→ **Activity**:
Determine how many lines in the records below contain "pixel", then state that number alone.

→ **Records shown**:
□ □ □ □ □ □ □
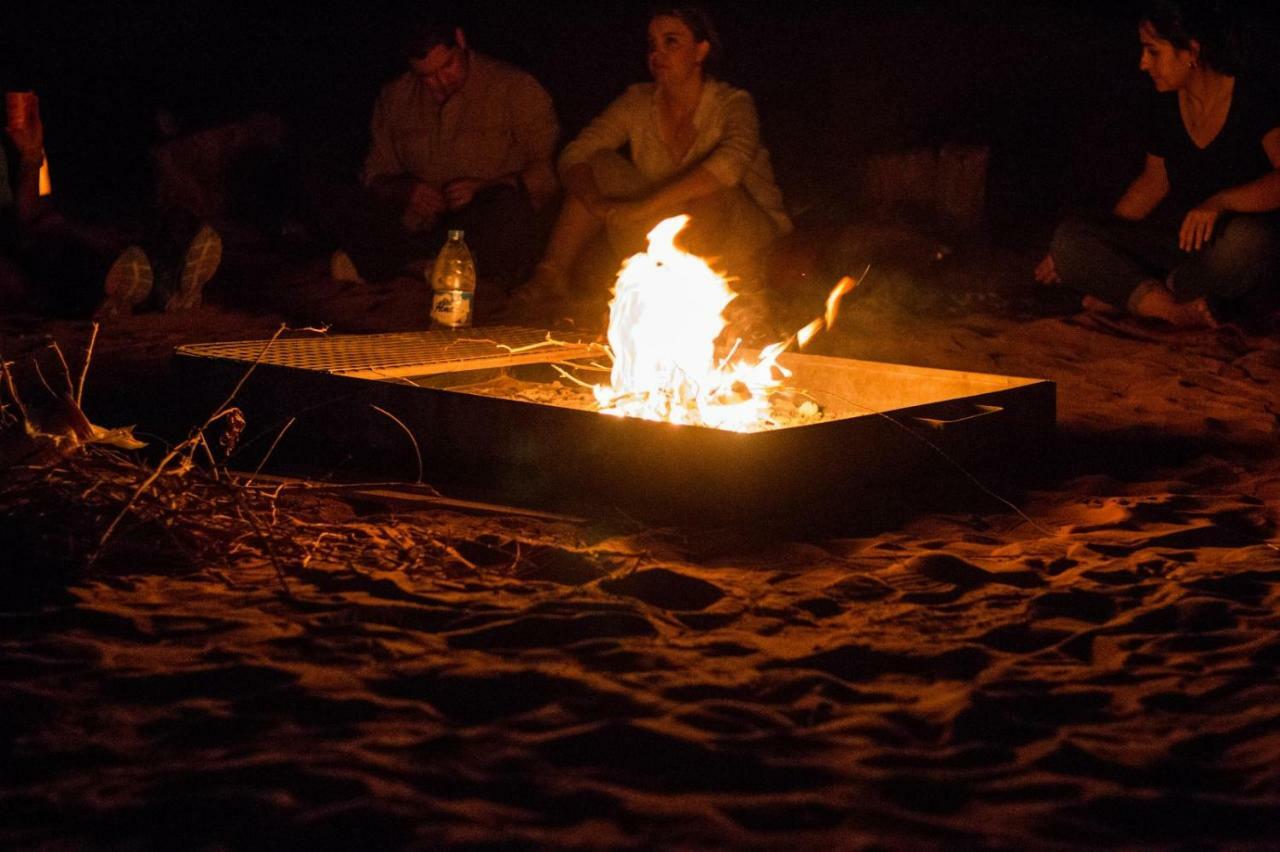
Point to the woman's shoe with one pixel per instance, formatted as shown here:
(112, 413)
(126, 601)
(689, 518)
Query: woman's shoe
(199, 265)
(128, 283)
□ □ □ □ □ □ □
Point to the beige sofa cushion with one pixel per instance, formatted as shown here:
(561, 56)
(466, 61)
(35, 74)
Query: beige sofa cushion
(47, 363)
□ □ □ □ □ □ □
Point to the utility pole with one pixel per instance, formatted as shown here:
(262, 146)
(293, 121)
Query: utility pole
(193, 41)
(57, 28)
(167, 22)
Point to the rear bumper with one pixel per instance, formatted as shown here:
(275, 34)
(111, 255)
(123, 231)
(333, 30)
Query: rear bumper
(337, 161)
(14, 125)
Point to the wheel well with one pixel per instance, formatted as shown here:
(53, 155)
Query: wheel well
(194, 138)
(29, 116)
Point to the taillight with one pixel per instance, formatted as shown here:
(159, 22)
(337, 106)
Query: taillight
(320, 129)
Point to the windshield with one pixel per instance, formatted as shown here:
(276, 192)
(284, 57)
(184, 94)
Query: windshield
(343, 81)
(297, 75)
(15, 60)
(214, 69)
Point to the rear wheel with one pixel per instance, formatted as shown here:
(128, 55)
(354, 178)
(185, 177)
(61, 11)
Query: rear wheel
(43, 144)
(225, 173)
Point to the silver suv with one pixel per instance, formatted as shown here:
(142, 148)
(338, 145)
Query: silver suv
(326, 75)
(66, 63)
□ □ □ □ □ □ □
→ **Problem solution**:
9